*ASSIGNED TASK*: Continue the commentary below on the political reaction to Zaky Mallah's Q&A appearance, starting right after its final sentence.

*SOURCE TEXT*:
┌──

Whether it was wise for Q&A to give an audience question slot to a man convicted of threatening ASIO officers remains to be seen — though you have to admire Zaky Mallah’s choice of a cap featuring a gold-plated cannabis leaf for his appearance (the show would be improved if all panelists had to wear such a hat). Given the determination of the right to shut down a forum it doesn’t control, a bit of circumspection might have been in order.

The national security response was to be expected. It would be too much to hope that Tony Abbott would reaffirm a pluralist media sphere, and instead he marshaled a bit of soft totalitarianism by asking the ABC “Whose side are you on?”, before as many flags as could be squeezed into shot.

But what was very strange, and very typical, was the response beyond the national security nonsense: the discourse of safety and risk. Thus Malcolm Turnbull — seen by some, inexplicably, as a bastion of genuine liberalism — claimed that Q&A had “put the audience at risk” and that the Australian Federal Police should be invited to vet the audience.

Fear is a pretty dependable reactionary strategy — and one in particular need with the government still tanking in the polls — but even so, it seems only in Australia that a government minister could say with a straight face that a TV audience might be at risk from mere proximity to someone whose propensity for violence amounts to making threats and being something of a jerk.

└──

*SOURCE INFORMATION*:
┌──

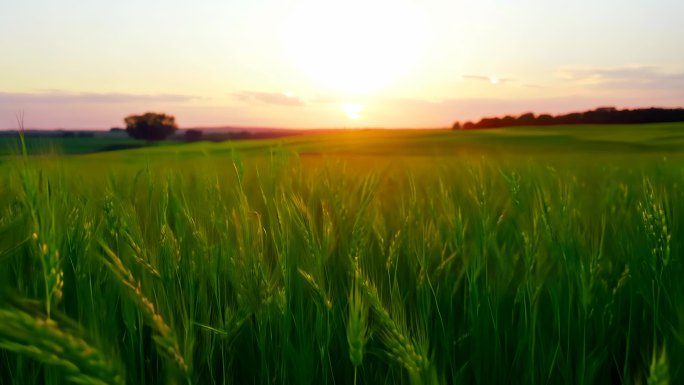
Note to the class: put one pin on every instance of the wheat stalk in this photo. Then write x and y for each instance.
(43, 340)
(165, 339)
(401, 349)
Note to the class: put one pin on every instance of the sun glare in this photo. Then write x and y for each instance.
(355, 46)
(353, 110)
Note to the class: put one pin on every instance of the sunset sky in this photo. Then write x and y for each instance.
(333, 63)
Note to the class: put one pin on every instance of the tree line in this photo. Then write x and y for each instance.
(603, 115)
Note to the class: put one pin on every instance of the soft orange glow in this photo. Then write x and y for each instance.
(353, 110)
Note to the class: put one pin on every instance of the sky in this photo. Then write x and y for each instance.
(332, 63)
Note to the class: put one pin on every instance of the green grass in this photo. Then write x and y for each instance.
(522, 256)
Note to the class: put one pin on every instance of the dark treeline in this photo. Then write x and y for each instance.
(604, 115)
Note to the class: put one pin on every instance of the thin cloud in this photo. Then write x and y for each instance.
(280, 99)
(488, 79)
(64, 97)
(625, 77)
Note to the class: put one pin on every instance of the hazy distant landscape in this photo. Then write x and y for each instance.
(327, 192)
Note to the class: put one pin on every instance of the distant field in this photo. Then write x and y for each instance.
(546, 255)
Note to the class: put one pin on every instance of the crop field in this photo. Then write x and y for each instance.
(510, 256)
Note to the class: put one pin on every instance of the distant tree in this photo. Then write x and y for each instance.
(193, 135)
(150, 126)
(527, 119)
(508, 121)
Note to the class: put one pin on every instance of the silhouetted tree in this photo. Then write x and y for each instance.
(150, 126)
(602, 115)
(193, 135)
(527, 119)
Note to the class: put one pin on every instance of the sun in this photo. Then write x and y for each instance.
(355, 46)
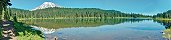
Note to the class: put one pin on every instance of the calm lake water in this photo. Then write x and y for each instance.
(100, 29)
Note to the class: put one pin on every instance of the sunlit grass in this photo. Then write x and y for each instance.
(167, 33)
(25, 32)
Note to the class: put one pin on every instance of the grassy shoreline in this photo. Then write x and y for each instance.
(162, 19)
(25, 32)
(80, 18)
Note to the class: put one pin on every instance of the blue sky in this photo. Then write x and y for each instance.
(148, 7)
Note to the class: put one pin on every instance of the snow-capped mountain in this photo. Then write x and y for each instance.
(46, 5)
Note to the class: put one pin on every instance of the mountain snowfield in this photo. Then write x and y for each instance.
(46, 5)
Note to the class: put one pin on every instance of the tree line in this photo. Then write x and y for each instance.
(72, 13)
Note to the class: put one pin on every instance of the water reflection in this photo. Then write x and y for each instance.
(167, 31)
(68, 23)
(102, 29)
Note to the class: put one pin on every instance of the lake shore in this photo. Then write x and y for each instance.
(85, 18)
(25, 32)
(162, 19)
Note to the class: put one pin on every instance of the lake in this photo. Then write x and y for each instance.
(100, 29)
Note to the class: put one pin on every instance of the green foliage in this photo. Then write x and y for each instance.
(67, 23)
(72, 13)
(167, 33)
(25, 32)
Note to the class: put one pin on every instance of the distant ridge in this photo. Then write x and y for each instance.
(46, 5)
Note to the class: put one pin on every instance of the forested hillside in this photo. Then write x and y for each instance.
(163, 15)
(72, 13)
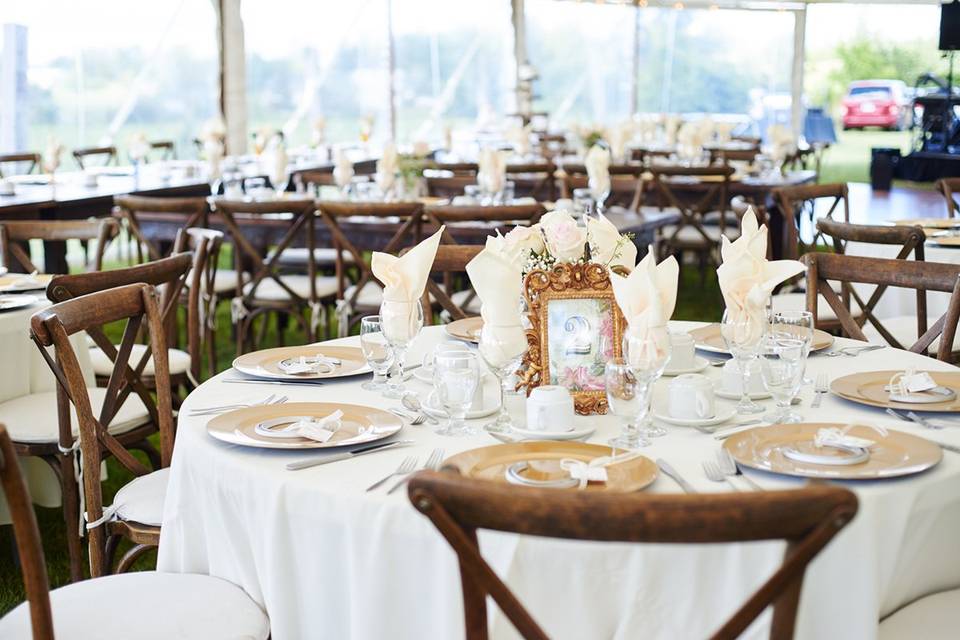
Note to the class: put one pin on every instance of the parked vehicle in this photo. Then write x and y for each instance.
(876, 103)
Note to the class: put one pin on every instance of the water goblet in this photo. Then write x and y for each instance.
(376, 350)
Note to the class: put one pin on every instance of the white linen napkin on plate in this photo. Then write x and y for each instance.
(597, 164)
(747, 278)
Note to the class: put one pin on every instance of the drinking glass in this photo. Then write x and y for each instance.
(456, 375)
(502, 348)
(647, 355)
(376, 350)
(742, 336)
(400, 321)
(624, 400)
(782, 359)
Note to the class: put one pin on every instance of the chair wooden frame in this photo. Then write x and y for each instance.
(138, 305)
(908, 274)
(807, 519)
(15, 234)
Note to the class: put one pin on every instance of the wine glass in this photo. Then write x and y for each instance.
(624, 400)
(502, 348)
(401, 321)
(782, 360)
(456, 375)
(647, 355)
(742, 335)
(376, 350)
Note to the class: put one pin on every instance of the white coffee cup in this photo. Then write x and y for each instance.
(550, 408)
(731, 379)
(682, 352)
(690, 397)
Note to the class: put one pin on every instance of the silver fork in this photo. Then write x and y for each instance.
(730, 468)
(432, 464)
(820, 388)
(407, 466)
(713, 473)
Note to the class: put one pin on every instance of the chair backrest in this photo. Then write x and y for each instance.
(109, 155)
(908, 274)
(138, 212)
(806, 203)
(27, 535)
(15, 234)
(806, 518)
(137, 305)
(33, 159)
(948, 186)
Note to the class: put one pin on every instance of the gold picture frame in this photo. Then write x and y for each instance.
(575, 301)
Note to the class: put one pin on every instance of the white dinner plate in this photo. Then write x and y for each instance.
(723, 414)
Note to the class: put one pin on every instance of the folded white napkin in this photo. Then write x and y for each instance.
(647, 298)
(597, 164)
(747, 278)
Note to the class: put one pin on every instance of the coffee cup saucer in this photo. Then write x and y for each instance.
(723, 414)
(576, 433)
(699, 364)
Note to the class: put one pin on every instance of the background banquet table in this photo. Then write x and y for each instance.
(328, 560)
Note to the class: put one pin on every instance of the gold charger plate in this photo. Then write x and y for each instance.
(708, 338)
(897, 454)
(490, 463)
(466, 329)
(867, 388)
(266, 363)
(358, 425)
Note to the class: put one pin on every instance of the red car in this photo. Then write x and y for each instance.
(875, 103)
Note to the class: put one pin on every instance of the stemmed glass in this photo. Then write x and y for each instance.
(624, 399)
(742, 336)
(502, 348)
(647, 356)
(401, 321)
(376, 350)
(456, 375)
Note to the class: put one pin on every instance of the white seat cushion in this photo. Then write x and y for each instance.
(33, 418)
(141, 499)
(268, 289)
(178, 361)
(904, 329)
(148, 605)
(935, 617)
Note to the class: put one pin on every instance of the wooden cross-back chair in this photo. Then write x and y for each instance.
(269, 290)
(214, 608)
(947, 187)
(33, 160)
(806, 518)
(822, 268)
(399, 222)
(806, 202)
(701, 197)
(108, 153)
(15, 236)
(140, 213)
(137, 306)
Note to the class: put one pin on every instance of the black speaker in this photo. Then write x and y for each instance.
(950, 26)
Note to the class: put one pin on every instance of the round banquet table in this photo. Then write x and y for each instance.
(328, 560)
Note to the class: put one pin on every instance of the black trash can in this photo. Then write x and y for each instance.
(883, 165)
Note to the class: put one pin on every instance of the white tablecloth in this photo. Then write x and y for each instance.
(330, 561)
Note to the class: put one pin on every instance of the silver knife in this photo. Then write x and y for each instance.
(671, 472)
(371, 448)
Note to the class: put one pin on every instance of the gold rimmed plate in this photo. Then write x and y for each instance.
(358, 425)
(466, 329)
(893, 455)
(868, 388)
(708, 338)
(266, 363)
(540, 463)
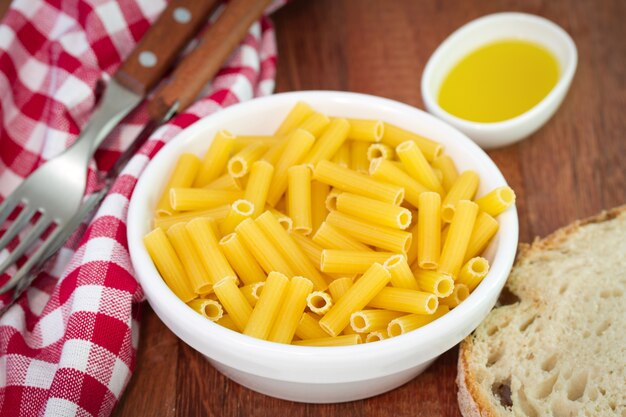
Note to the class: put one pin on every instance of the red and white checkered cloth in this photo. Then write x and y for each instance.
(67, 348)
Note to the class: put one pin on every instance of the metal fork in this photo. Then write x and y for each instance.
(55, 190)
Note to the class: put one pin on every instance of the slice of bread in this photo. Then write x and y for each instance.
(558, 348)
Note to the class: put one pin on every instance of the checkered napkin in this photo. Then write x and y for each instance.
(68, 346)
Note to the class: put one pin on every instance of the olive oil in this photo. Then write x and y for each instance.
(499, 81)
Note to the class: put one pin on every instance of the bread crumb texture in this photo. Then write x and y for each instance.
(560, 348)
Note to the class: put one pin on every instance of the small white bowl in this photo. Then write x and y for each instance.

└──

*ANSWER SPACE*:
Turnbull’s comment joins to the obsessive, embracing fear that has been marshaled for months over the issue of jihadis, citizenship, homegrown terrorists, etc, etc. Doubtless there’s a small number of men who need to be kept an eye on, but the issue has expanded out of all proportion to the real risk. This is beyond even the capacity of the Coalition to keep it going. In Australia such fear has become autonomous, free-floating, just keeps rolling on. We are the commonwealth of fear, whether it’s halal food, wind farm infrasound, vaccination, or god knows what else. And the most despicable thing that the right does at the moment is to feed such fear at every opportunity.

It should be obvious, in that respect, that the “citizenship” issue has now detached from anything resembling policy directed towards public safety. The issue has become ritualised, a ceremonial passage to preserve a sense of purity — if we talk about it enough, we ward off the sense that a world of chaos and danger is out there.

The “removal of citizenship” dance thus serves the purpose of addressing a more general sense of fear and vulnerability in the community, a product of Australia’s recent history — a society without much by way of cultural grounding that went, in about 40 years, from solidarity of a sort to a very atomised and isolating place. In such conditions, fear becomes a mode of self- and cultural expression, a language in which we are all fluent. Cultures that retain a solidarity greet risk with resilience. Thus, when al-Qaeda hit Spain with four bombs on trains in Madrid, the Spanish responded as they had to ETA Basque separatist terrorism: getting out on the streets in their millions to protest against both the presumption of terror to use the innocent and the presumption of governments to use the resultant terror to mobilise a politics of fear.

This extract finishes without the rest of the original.